═════ GIVEN DATA ═════
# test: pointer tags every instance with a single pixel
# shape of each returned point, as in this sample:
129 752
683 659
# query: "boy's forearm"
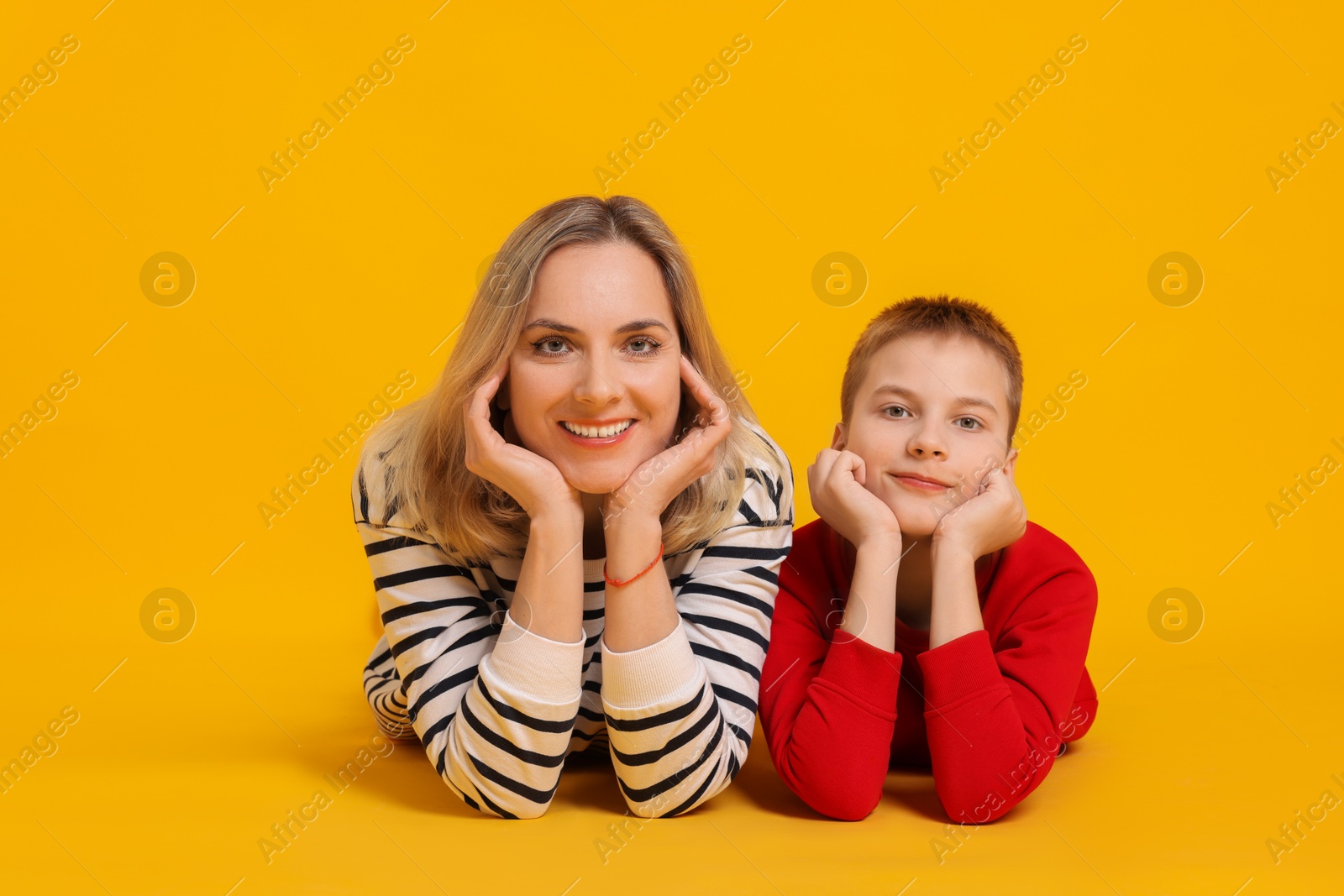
956 604
871 609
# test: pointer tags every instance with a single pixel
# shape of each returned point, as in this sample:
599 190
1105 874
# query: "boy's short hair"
945 317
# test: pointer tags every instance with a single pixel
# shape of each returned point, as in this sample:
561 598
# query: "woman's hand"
═════
### EXERCISE DIRECTIONS
Word for word, write out each line of the records, but leave the pictures behind.

### YOUR SOLUTION
# test: pointer tags every instance with a single pixel
# shape of each returned point, as in this sample:
129 752
683 659
# query: "boy's forearm"
956 604
871 609
# test: pointer tags every instance with a single pixel
# shape of each returned point, as in this sample:
599 190
1105 874
# query: "boy's short hair"
945 317
# test: pointer tags every instance with a single pixel
# shape of each returned point, as in this sample:
561 598
# query: "woman's hand"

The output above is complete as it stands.